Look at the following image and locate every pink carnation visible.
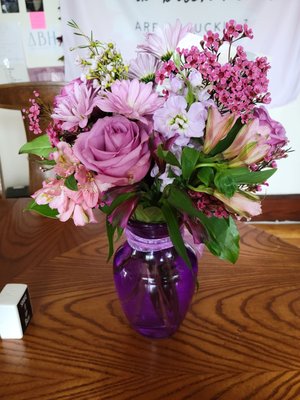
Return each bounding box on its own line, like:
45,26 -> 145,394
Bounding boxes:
51,79 -> 97,131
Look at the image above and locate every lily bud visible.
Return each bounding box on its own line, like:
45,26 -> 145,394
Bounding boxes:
213,191 -> 262,218
203,107 -> 236,154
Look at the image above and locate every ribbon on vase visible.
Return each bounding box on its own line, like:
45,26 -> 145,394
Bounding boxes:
125,228 -> 204,259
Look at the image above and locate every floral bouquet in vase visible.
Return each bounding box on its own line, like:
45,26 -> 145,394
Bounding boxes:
21,20 -> 288,337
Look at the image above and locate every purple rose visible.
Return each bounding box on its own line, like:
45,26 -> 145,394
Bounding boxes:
254,106 -> 288,150
73,116 -> 150,191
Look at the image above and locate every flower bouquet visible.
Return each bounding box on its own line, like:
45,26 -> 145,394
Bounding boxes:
20,20 -> 288,334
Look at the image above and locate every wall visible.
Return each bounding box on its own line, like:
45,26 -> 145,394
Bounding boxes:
0,0 -> 63,68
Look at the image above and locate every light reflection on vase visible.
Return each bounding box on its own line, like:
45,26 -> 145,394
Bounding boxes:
114,221 -> 198,338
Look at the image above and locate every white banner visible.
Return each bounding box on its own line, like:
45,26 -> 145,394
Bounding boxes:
61,0 -> 300,107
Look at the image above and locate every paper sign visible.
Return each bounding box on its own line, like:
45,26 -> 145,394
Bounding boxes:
29,11 -> 46,29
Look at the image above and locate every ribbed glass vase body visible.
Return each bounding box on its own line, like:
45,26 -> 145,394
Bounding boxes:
114,221 -> 198,338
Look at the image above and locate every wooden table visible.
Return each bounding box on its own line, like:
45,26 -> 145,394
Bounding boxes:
0,199 -> 300,400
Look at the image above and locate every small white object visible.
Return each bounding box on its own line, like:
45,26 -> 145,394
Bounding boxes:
0,283 -> 32,339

Your instructions: Write out the listing above word for word, from start to finish, and leave out the picture.

Reply:
Look at the following image and locate every pink carnation visible.
Return each bounding box on its own line, like:
45,26 -> 145,394
Bounding boxes:
51,79 -> 97,131
Look at the image above and locate every lily bud visible.
Return each bounding box on its own line, like:
45,26 -> 145,394
Bounding boxes:
213,191 -> 262,218
203,107 -> 236,154
Look at the image above and locate every ribbon on vase visible.
Return each bounding box on its own line, like:
45,26 -> 145,394
Bounding boxes:
125,228 -> 204,259
Look at the image above and locate every floral bouquet in vase visible.
Return each bounding box on its own line, like:
45,26 -> 145,394
Bounding boxes:
21,20 -> 288,337
Look at the image above and locate every purple rose visible.
Return each bounding box on its own line, like:
45,26 -> 145,394
Bounding boxes:
254,106 -> 288,150
73,116 -> 150,191
Look at the image above and locate every flower bouquet visible.
Return each bounding box on its own line, like:
45,26 -> 145,394
Bounding boxes:
20,20 -> 288,334
Look at the image above and locate every wall visible.
Return each bounding box on its own line, like:
45,26 -> 145,394
Bounding boxes:
0,0 -> 63,68
Look at the image above and locate every light reflection on vase visible.
Return each bounding box on its own line, like:
45,26 -> 145,394
Bounding boxes:
114,221 -> 198,338
Look at the image above and locate every white banner visible.
Return each bounding box on its own line, like:
45,26 -> 145,394
Bounding boxes:
61,0 -> 300,107
Look at the image above and locate every paper sign visible.
Return each bounding box on its own line, like:
45,26 -> 145,394
Bounding boxes:
29,11 -> 46,29
Look at the image above and locate every ribbed glass vase body visible.
Return each bounding box on its own line, like:
45,26 -> 145,394
Bounding boxes:
114,221 -> 198,338
Look at the image above and locate every wooden table visible.
Return each bounding box on its own line, like:
45,26 -> 145,394
Bounding boxes:
0,199 -> 300,400
Look at the image above and locate every small white object visible.
Return each bounding box on its own line, like:
45,26 -> 145,394
Bounding boxes:
0,283 -> 32,339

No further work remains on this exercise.